**Directions for this task**
Return the entries below word for word. No picture belongs in the copy.
————
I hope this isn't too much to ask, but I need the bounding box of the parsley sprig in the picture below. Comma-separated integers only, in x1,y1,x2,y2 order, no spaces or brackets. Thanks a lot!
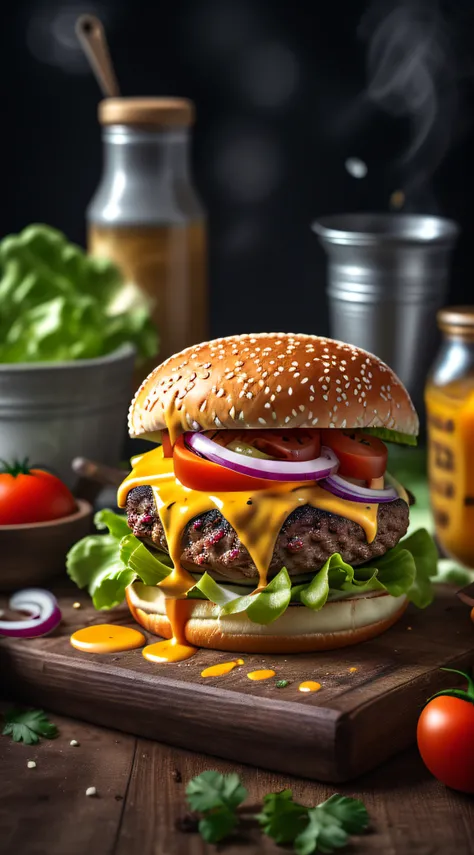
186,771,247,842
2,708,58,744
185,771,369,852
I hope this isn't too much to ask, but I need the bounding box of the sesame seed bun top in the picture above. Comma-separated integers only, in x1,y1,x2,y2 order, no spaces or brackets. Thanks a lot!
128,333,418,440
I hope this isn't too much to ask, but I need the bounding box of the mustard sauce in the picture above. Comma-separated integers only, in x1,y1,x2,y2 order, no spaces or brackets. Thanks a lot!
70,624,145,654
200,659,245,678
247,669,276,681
————
**Reply**
I hope this isn't too much to ask, but I need the bounding box of the parsley sprig in the picture below. Comma-separated integers only, in x1,y1,x2,y2 order, no spaces or brackets. Thanks a lot!
186,771,247,842
2,708,58,744
185,771,369,852
I hope this isn't too much to ask, but I need the bounding box of the sesame seed bun top in the picture above. Comma-separated integers only, in x1,y1,x2,y2 order, no spaces or brackets. Thanks a lot!
128,333,418,440
I hope this isn't too much to ask, but I need the bounding box of the mustard sauce in the picture above. Comma-separated integers only, in x1,y1,x2,y2 order, no spaces or brackets. Thanks a lot!
70,624,145,654
200,659,245,678
247,669,276,681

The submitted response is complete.